• DIRECTIONS FOR THIS TASK
The entries below are to be reproduced exactly, with their pictures omitted.
====== RECORDS SHOWN
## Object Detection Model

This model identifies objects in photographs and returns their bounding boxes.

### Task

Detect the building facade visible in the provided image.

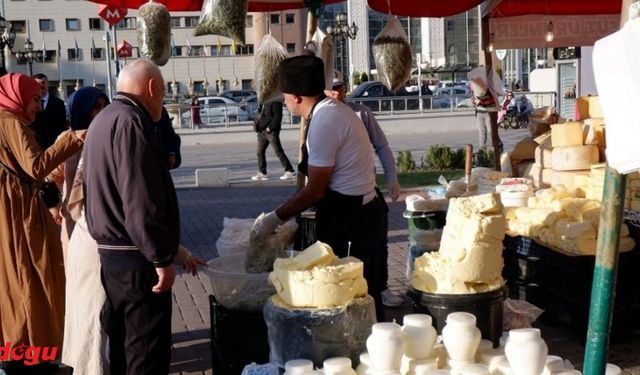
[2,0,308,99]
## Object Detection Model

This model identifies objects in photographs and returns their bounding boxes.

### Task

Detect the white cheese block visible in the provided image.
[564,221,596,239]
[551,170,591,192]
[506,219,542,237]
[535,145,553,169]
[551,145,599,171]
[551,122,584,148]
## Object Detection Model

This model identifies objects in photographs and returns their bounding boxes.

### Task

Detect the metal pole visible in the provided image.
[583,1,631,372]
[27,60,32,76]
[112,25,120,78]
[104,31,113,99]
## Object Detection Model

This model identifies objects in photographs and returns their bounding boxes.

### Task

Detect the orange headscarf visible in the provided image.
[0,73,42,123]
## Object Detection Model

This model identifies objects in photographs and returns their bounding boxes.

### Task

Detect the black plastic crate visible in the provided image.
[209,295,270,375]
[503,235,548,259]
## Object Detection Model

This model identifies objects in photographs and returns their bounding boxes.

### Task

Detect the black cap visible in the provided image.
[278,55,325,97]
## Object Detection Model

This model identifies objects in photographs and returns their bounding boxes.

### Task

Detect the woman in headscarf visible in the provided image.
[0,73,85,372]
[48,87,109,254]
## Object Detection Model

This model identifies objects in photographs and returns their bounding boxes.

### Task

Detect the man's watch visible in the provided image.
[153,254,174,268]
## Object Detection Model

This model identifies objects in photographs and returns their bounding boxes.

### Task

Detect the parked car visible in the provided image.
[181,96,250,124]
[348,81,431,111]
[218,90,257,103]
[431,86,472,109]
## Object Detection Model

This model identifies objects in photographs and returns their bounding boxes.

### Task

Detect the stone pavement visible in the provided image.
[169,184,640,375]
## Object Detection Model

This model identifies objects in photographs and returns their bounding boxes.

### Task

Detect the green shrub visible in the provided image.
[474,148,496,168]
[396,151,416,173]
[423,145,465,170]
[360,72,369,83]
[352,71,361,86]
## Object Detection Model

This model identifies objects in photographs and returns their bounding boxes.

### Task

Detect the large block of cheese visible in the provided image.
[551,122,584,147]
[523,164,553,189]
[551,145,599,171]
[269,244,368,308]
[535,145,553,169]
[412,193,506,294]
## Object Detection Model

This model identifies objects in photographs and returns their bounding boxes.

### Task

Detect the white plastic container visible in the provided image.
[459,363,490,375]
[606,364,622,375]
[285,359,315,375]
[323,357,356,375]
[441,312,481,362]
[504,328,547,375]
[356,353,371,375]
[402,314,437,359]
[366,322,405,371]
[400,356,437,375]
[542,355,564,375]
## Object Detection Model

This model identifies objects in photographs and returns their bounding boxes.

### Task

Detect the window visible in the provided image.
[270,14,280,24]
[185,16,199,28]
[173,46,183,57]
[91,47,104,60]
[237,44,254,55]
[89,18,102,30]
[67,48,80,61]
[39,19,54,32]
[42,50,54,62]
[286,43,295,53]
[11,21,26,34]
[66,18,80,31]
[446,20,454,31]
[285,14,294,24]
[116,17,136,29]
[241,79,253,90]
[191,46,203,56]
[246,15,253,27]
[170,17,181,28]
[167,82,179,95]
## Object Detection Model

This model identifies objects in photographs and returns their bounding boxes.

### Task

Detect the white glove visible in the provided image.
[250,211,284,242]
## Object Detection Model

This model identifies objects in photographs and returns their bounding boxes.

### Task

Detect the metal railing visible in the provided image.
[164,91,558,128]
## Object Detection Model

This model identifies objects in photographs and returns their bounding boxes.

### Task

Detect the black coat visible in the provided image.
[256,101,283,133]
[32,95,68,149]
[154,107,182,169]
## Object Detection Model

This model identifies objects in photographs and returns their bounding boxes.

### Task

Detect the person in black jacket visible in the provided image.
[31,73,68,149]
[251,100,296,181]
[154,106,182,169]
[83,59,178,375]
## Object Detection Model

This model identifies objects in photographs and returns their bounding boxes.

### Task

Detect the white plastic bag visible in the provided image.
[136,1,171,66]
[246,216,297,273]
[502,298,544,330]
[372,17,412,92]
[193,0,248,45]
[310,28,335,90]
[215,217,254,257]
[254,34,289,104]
============
• TASK RESPONSE
## Object Detection Model

This model identifies objects in photographs and returns their bounding boxes.

### Task

Detect the building facade visible in the provided image.

[2,0,308,99]
## Object Detection Model

This model identifies objects in photographs and returns their bounding boxes.

### Task

Detect the white cheese block visible in the provided image.
[564,221,596,239]
[551,170,591,192]
[506,219,542,237]
[535,145,553,169]
[551,145,599,171]
[551,122,584,148]
## Object Detection Model

This model identifies objects in photographs and returns their bounding boxes.

### Task

Detect the metal pole visible in the provided image.
[583,1,631,372]
[27,60,32,76]
[112,25,120,78]
[104,31,113,99]
## Object Detection Model

This model identifies objects in photographs and returns their bounding boxes.

### Task

Detect the orange headscarf visible in the provided image.
[0,73,42,123]
## Object Detection Model

This model identifies objects in photographs and returns their bounding boxes.

### Task

Detect the black plastic crate visible in the provided image.
[209,295,270,375]
[503,235,548,259]
## Object Detection Model

This model identifies objects in photographs and returns their bounding boxes.

### Task

Detect the black cap visible in the provided image.
[278,55,325,97]
## Object Detection Model

This model identifies objects in photographs and returns their bounding boxes.

### Task

Detect the woman in headscarf visible in the provided image.
[0,73,85,372]
[48,87,109,254]
## Object Detection Model

This model identifies objects in photographs and returns their bounding boxes.

### Task

Detect the man's watch visible in the provided image.
[153,254,174,268]
## Object Detection Model

This model identifies objects in photographs and returns their bounding boxes.

### Task

Detect the parked car visible in the provided image.
[181,96,250,124]
[348,81,431,111]
[218,90,257,103]
[431,86,472,109]
## Object Detection Model

This model identifies objects in photographs and returns their bounding boxes.

### Task

Detect the stone pavement visible in the provided image.
[169,184,640,375]
## Object Detection Model

This model identifies objects in photographs and returns their bounding boxes.

### Task

Detect the green shrub visible in the provided image.
[474,148,496,168]
[396,151,416,173]
[423,145,465,170]
[360,72,369,83]
[352,71,361,86]
## Object Detection Model

This model identifies objects in photographs and returns their bounding boxes.

### Task

Detect the large block of cheese visible in the provided image.
[551,122,584,147]
[523,164,553,189]
[551,145,599,171]
[269,244,368,308]
[535,145,553,169]
[412,193,506,294]
## Object Detection Model

This model identifies objects in photographs and returns their bounding boxes.

### Task

Detect the white plastic container visible in the provided image.
[459,363,490,375]
[606,364,622,375]
[285,359,315,375]
[323,357,356,375]
[441,312,481,362]
[504,328,547,375]
[356,353,371,375]
[402,314,437,359]
[366,322,405,371]
[400,356,437,375]
[542,355,564,375]
## Object Detection Model

This model identifies objects in photographs and returns their bounding boxes.

### Task

Detect the window visible in the provided image.
[270,14,280,24]
[185,16,199,28]
[173,46,183,57]
[91,47,104,60]
[237,44,254,55]
[89,18,102,30]
[67,48,80,61]
[39,19,54,32]
[42,50,54,62]
[286,43,295,53]
[11,21,26,34]
[66,18,80,31]
[446,20,454,31]
[285,14,294,24]
[116,17,136,29]
[241,79,253,90]
[191,46,203,56]
[246,15,253,27]
[170,17,181,28]
[167,82,179,95]
## Object Detection Model

This model identifies objects in photographs and returns their bounding boxes.

### Task

Detect the white glove visible in the provided image.
[250,211,284,242]
## Object Detection Model

This model identifies objects in photographs and returns their bounding boxes.

### Task

Detect the metal railing visible in the provided image.
[164,91,558,128]
## Object Detection Model

This model identifies objects in photographs and returns their bounding boxes.

### Task

Detect the black coat visible in the provided image.
[256,101,283,133]
[32,95,68,149]
[154,107,182,169]
## Object Detection Model

This model identifies objects in photographs and returns their bounding boxes.

### Task

Detect the person in black jacket visible in the provided image.
[31,73,68,149]
[251,100,296,181]
[154,106,182,169]
[83,59,178,375]
## Object Detection Model

This model identifies objects in photographs and returns their bounding boxes.

### Task

Detect the white plastic bag visible in the provided image.
[136,1,171,66]
[246,216,297,273]
[502,298,544,330]
[372,17,412,92]
[193,0,248,45]
[310,28,335,90]
[215,217,254,257]
[254,34,289,104]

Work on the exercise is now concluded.